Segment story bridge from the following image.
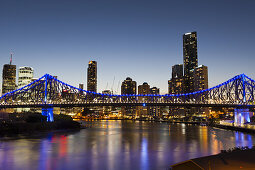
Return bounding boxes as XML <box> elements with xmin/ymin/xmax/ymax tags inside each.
<box><xmin>0</xmin><ymin>73</ymin><xmax>255</xmax><ymax>122</ymax></box>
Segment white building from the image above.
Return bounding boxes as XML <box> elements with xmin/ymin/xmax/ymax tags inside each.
<box><xmin>18</xmin><ymin>66</ymin><xmax>34</xmax><ymax>89</ymax></box>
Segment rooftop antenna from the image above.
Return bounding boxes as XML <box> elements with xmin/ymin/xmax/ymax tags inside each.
<box><xmin>10</xmin><ymin>50</ymin><xmax>14</xmax><ymax>65</ymax></box>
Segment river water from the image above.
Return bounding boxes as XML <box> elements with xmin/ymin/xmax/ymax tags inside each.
<box><xmin>0</xmin><ymin>120</ymin><xmax>254</xmax><ymax>170</ymax></box>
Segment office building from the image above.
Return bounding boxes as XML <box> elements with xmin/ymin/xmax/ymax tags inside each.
<box><xmin>193</xmin><ymin>65</ymin><xmax>208</xmax><ymax>91</ymax></box>
<box><xmin>149</xmin><ymin>87</ymin><xmax>160</xmax><ymax>117</ymax></box>
<box><xmin>87</xmin><ymin>61</ymin><xmax>97</xmax><ymax>92</ymax></box>
<box><xmin>2</xmin><ymin>64</ymin><xmax>16</xmax><ymax>95</ymax></box>
<box><xmin>121</xmin><ymin>77</ymin><xmax>136</xmax><ymax>95</ymax></box>
<box><xmin>168</xmin><ymin>64</ymin><xmax>184</xmax><ymax>94</ymax></box>
<box><xmin>18</xmin><ymin>67</ymin><xmax>34</xmax><ymax>89</ymax></box>
<box><xmin>183</xmin><ymin>31</ymin><xmax>198</xmax><ymax>93</ymax></box>
<box><xmin>121</xmin><ymin>77</ymin><xmax>137</xmax><ymax>118</ymax></box>
<box><xmin>138</xmin><ymin>82</ymin><xmax>150</xmax><ymax>117</ymax></box>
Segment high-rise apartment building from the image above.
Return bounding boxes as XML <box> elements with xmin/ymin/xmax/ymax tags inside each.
<box><xmin>18</xmin><ymin>67</ymin><xmax>34</xmax><ymax>89</ymax></box>
<box><xmin>149</xmin><ymin>87</ymin><xmax>160</xmax><ymax>117</ymax></box>
<box><xmin>87</xmin><ymin>61</ymin><xmax>97</xmax><ymax>92</ymax></box>
<box><xmin>193</xmin><ymin>65</ymin><xmax>208</xmax><ymax>91</ymax></box>
<box><xmin>168</xmin><ymin>64</ymin><xmax>184</xmax><ymax>94</ymax></box>
<box><xmin>121</xmin><ymin>77</ymin><xmax>137</xmax><ymax>118</ymax></box>
<box><xmin>121</xmin><ymin>77</ymin><xmax>136</xmax><ymax>95</ymax></box>
<box><xmin>138</xmin><ymin>82</ymin><xmax>150</xmax><ymax>95</ymax></box>
<box><xmin>138</xmin><ymin>82</ymin><xmax>150</xmax><ymax>117</ymax></box>
<box><xmin>2</xmin><ymin>64</ymin><xmax>16</xmax><ymax>95</ymax></box>
<box><xmin>183</xmin><ymin>32</ymin><xmax>198</xmax><ymax>93</ymax></box>
<box><xmin>172</xmin><ymin>64</ymin><xmax>183</xmax><ymax>78</ymax></box>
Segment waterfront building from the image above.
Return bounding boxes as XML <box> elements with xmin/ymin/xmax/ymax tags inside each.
<box><xmin>138</xmin><ymin>82</ymin><xmax>150</xmax><ymax>95</ymax></box>
<box><xmin>193</xmin><ymin>65</ymin><xmax>208</xmax><ymax>91</ymax></box>
<box><xmin>149</xmin><ymin>87</ymin><xmax>161</xmax><ymax>117</ymax></box>
<box><xmin>138</xmin><ymin>82</ymin><xmax>150</xmax><ymax>117</ymax></box>
<box><xmin>172</xmin><ymin>64</ymin><xmax>183</xmax><ymax>78</ymax></box>
<box><xmin>193</xmin><ymin>65</ymin><xmax>209</xmax><ymax>115</ymax></box>
<box><xmin>102</xmin><ymin>90</ymin><xmax>111</xmax><ymax>94</ymax></box>
<box><xmin>87</xmin><ymin>61</ymin><xmax>97</xmax><ymax>92</ymax></box>
<box><xmin>79</xmin><ymin>84</ymin><xmax>84</xmax><ymax>90</ymax></box>
<box><xmin>121</xmin><ymin>77</ymin><xmax>136</xmax><ymax>95</ymax></box>
<box><xmin>121</xmin><ymin>77</ymin><xmax>137</xmax><ymax>118</ymax></box>
<box><xmin>183</xmin><ymin>31</ymin><xmax>198</xmax><ymax>93</ymax></box>
<box><xmin>168</xmin><ymin>64</ymin><xmax>184</xmax><ymax>94</ymax></box>
<box><xmin>2</xmin><ymin>64</ymin><xmax>16</xmax><ymax>95</ymax></box>
<box><xmin>18</xmin><ymin>67</ymin><xmax>34</xmax><ymax>89</ymax></box>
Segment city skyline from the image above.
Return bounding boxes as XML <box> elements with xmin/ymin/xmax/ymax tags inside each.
<box><xmin>1</xmin><ymin>0</ymin><xmax>255</xmax><ymax>94</ymax></box>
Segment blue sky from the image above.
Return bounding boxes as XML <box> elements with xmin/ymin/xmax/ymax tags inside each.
<box><xmin>0</xmin><ymin>0</ymin><xmax>254</xmax><ymax>94</ymax></box>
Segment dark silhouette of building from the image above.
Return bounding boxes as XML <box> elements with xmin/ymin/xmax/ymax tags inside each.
<box><xmin>149</xmin><ymin>87</ymin><xmax>160</xmax><ymax>117</ymax></box>
<box><xmin>2</xmin><ymin>64</ymin><xmax>16</xmax><ymax>95</ymax></box>
<box><xmin>138</xmin><ymin>82</ymin><xmax>150</xmax><ymax>95</ymax></box>
<box><xmin>121</xmin><ymin>77</ymin><xmax>136</xmax><ymax>95</ymax></box>
<box><xmin>87</xmin><ymin>61</ymin><xmax>97</xmax><ymax>92</ymax></box>
<box><xmin>168</xmin><ymin>64</ymin><xmax>184</xmax><ymax>94</ymax></box>
<box><xmin>79</xmin><ymin>84</ymin><xmax>84</xmax><ymax>90</ymax></box>
<box><xmin>183</xmin><ymin>32</ymin><xmax>198</xmax><ymax>93</ymax></box>
<box><xmin>172</xmin><ymin>64</ymin><xmax>183</xmax><ymax>78</ymax></box>
<box><xmin>121</xmin><ymin>77</ymin><xmax>137</xmax><ymax>118</ymax></box>
<box><xmin>138</xmin><ymin>82</ymin><xmax>150</xmax><ymax>117</ymax></box>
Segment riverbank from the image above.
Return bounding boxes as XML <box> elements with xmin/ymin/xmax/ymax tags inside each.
<box><xmin>212</xmin><ymin>123</ymin><xmax>255</xmax><ymax>134</ymax></box>
<box><xmin>0</xmin><ymin>112</ymin><xmax>82</xmax><ymax>136</ymax></box>
<box><xmin>171</xmin><ymin>146</ymin><xmax>255</xmax><ymax>169</ymax></box>
<box><xmin>0</xmin><ymin>120</ymin><xmax>81</xmax><ymax>135</ymax></box>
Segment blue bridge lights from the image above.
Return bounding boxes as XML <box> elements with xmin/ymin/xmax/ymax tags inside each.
<box><xmin>0</xmin><ymin>73</ymin><xmax>255</xmax><ymax>121</ymax></box>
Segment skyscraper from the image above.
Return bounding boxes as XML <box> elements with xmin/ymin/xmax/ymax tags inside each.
<box><xmin>18</xmin><ymin>66</ymin><xmax>34</xmax><ymax>89</ymax></box>
<box><xmin>168</xmin><ymin>64</ymin><xmax>184</xmax><ymax>94</ymax></box>
<box><xmin>138</xmin><ymin>82</ymin><xmax>150</xmax><ymax>117</ymax></box>
<box><xmin>172</xmin><ymin>64</ymin><xmax>183</xmax><ymax>78</ymax></box>
<box><xmin>183</xmin><ymin>31</ymin><xmax>198</xmax><ymax>93</ymax></box>
<box><xmin>121</xmin><ymin>77</ymin><xmax>136</xmax><ymax>95</ymax></box>
<box><xmin>87</xmin><ymin>61</ymin><xmax>97</xmax><ymax>92</ymax></box>
<box><xmin>193</xmin><ymin>65</ymin><xmax>208</xmax><ymax>91</ymax></box>
<box><xmin>121</xmin><ymin>77</ymin><xmax>137</xmax><ymax>118</ymax></box>
<box><xmin>2</xmin><ymin>55</ymin><xmax>16</xmax><ymax>95</ymax></box>
<box><xmin>149</xmin><ymin>87</ymin><xmax>160</xmax><ymax>117</ymax></box>
<box><xmin>138</xmin><ymin>82</ymin><xmax>150</xmax><ymax>95</ymax></box>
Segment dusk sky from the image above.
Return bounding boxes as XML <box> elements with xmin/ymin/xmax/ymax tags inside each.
<box><xmin>0</xmin><ymin>0</ymin><xmax>254</xmax><ymax>94</ymax></box>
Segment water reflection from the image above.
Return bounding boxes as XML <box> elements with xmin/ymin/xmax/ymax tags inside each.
<box><xmin>0</xmin><ymin>120</ymin><xmax>255</xmax><ymax>170</ymax></box>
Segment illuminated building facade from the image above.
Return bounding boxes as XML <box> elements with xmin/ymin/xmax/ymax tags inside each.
<box><xmin>121</xmin><ymin>77</ymin><xmax>136</xmax><ymax>95</ymax></box>
<box><xmin>2</xmin><ymin>64</ymin><xmax>16</xmax><ymax>95</ymax></box>
<box><xmin>193</xmin><ymin>65</ymin><xmax>208</xmax><ymax>91</ymax></box>
<box><xmin>149</xmin><ymin>87</ymin><xmax>160</xmax><ymax>117</ymax></box>
<box><xmin>18</xmin><ymin>67</ymin><xmax>34</xmax><ymax>89</ymax></box>
<box><xmin>168</xmin><ymin>64</ymin><xmax>184</xmax><ymax>94</ymax></box>
<box><xmin>121</xmin><ymin>77</ymin><xmax>137</xmax><ymax>117</ymax></box>
<box><xmin>138</xmin><ymin>82</ymin><xmax>150</xmax><ymax>117</ymax></box>
<box><xmin>87</xmin><ymin>61</ymin><xmax>97</xmax><ymax>92</ymax></box>
<box><xmin>183</xmin><ymin>31</ymin><xmax>198</xmax><ymax>93</ymax></box>
<box><xmin>102</xmin><ymin>90</ymin><xmax>111</xmax><ymax>94</ymax></box>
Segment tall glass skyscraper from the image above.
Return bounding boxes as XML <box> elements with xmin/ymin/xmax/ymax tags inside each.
<box><xmin>183</xmin><ymin>31</ymin><xmax>198</xmax><ymax>93</ymax></box>
<box><xmin>87</xmin><ymin>61</ymin><xmax>97</xmax><ymax>92</ymax></box>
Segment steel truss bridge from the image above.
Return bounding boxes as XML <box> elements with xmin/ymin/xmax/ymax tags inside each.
<box><xmin>0</xmin><ymin>73</ymin><xmax>255</xmax><ymax>121</ymax></box>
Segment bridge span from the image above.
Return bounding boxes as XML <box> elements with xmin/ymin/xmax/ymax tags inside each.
<box><xmin>0</xmin><ymin>73</ymin><xmax>255</xmax><ymax>122</ymax></box>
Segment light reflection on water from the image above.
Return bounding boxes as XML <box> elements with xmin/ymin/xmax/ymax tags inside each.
<box><xmin>0</xmin><ymin>120</ymin><xmax>255</xmax><ymax>170</ymax></box>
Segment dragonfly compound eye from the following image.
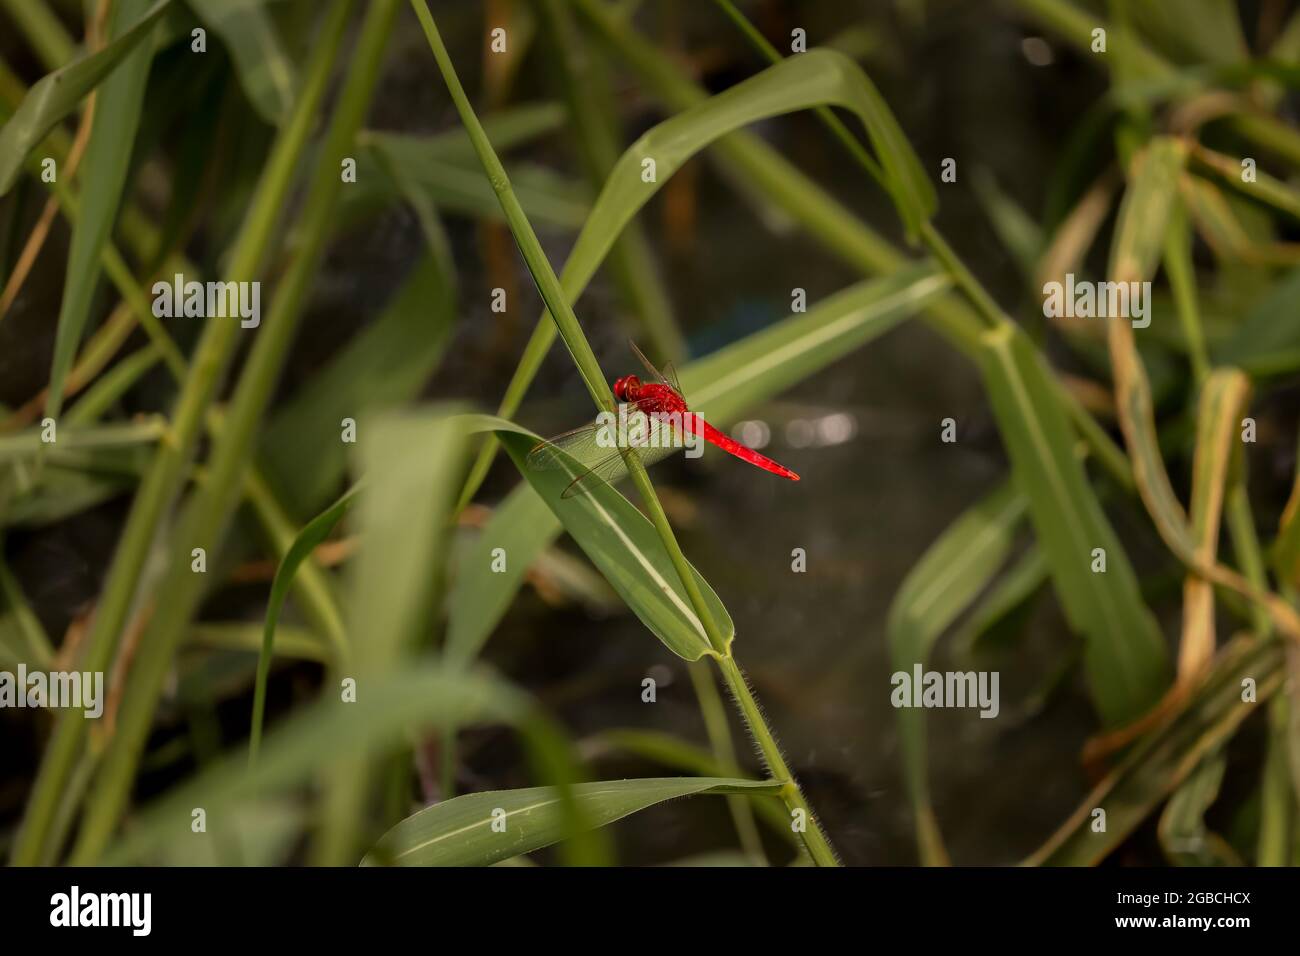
....
### What to work on
Find every line in the data above that holds the string "reflection". Give the number of such lines and nothing else.

### Response below
2